(Dataset entries)
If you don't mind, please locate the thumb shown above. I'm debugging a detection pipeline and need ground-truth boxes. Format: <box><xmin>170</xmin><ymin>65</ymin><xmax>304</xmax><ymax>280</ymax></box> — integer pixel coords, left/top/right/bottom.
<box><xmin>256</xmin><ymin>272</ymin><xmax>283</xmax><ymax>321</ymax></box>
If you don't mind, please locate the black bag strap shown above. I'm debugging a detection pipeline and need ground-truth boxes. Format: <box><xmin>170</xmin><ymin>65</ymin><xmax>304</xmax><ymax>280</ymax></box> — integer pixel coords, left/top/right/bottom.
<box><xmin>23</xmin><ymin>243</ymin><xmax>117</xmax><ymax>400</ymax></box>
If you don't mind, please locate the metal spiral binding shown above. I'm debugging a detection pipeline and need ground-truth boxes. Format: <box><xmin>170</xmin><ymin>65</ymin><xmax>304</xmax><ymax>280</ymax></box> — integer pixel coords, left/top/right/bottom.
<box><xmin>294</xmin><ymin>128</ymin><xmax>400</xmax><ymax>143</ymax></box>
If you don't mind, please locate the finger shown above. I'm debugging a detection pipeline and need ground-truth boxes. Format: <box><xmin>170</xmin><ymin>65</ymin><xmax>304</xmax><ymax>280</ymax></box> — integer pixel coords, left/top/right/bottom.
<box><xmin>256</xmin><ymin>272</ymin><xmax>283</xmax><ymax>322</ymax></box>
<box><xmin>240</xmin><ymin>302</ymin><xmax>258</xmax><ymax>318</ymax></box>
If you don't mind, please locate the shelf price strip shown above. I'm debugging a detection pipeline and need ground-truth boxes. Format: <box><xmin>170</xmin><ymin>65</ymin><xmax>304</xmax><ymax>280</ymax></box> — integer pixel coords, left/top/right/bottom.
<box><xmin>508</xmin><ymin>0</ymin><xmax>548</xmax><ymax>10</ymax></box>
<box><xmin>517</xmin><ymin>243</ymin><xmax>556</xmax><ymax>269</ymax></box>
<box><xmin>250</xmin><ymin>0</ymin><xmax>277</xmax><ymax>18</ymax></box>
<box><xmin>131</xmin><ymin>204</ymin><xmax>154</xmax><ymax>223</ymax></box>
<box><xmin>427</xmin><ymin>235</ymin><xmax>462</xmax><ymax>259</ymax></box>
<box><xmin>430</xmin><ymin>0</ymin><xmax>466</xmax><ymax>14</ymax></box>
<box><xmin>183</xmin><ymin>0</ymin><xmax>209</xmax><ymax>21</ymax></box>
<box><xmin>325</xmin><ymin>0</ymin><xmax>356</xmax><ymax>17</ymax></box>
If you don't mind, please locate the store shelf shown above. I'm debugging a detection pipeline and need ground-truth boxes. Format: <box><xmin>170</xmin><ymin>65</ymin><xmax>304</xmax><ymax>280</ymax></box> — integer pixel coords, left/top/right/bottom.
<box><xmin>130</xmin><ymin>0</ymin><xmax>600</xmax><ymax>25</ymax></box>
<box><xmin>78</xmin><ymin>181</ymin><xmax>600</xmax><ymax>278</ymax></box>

Objective: Write out every line of the material above, character for character, from the first line to the last.

Answer to this task:
If you don't mind, please locate the thumb shown above. I'm debugging a detection pipeline and need ground-truth boxes. Format: <box><xmin>170</xmin><ymin>65</ymin><xmax>304</xmax><ymax>280</ymax></box> — integer pixel coords, left/top/right/bottom.
<box><xmin>256</xmin><ymin>272</ymin><xmax>283</xmax><ymax>321</ymax></box>
If you don't mind, please locate the black bag strap shown above. I'm debugging a detection pipeline and need ground-truth boxes. Format: <box><xmin>170</xmin><ymin>65</ymin><xmax>304</xmax><ymax>280</ymax></box> — integer pixel coords, left/top/right/bottom.
<box><xmin>23</xmin><ymin>243</ymin><xmax>117</xmax><ymax>400</ymax></box>
If you don't mind, please locate the metal spiral binding shown above. I'm debugging a detection pipeline and need ground-truth boxes. Format: <box><xmin>170</xmin><ymin>65</ymin><xmax>304</xmax><ymax>280</ymax></box> — integer pixel coords, left/top/right/bottom.
<box><xmin>294</xmin><ymin>128</ymin><xmax>400</xmax><ymax>143</ymax></box>
If you don't mind, please locate the finger shown above. I'm debugging a detection pipeline and need ground-truth boxes. Format: <box><xmin>170</xmin><ymin>65</ymin><xmax>304</xmax><ymax>280</ymax></box> — integer pixel coords, left/top/right/bottom.
<box><xmin>256</xmin><ymin>272</ymin><xmax>283</xmax><ymax>322</ymax></box>
<box><xmin>240</xmin><ymin>302</ymin><xmax>258</xmax><ymax>318</ymax></box>
If you don't mind, please locate the shelf price strip shown above. I'm debugging a detection pipeline and need ground-truth boxes. Format: <box><xmin>170</xmin><ymin>65</ymin><xmax>304</xmax><ymax>280</ymax></box> — integer pixel coords, left/top/right/bottom.
<box><xmin>508</xmin><ymin>0</ymin><xmax>548</xmax><ymax>10</ymax></box>
<box><xmin>517</xmin><ymin>243</ymin><xmax>556</xmax><ymax>269</ymax></box>
<box><xmin>250</xmin><ymin>0</ymin><xmax>277</xmax><ymax>18</ymax></box>
<box><xmin>131</xmin><ymin>204</ymin><xmax>154</xmax><ymax>223</ymax></box>
<box><xmin>427</xmin><ymin>235</ymin><xmax>462</xmax><ymax>259</ymax></box>
<box><xmin>430</xmin><ymin>0</ymin><xmax>466</xmax><ymax>14</ymax></box>
<box><xmin>183</xmin><ymin>0</ymin><xmax>209</xmax><ymax>21</ymax></box>
<box><xmin>325</xmin><ymin>0</ymin><xmax>356</xmax><ymax>17</ymax></box>
If you don't mind, please locate the store shelf shown above. I'm debugging a detection pipeline and need ground-truth boxes. Format: <box><xmin>170</xmin><ymin>65</ymin><xmax>304</xmax><ymax>280</ymax></box> — integer pixel coords, left/top/right/bottom.
<box><xmin>130</xmin><ymin>0</ymin><xmax>600</xmax><ymax>25</ymax></box>
<box><xmin>78</xmin><ymin>181</ymin><xmax>600</xmax><ymax>278</ymax></box>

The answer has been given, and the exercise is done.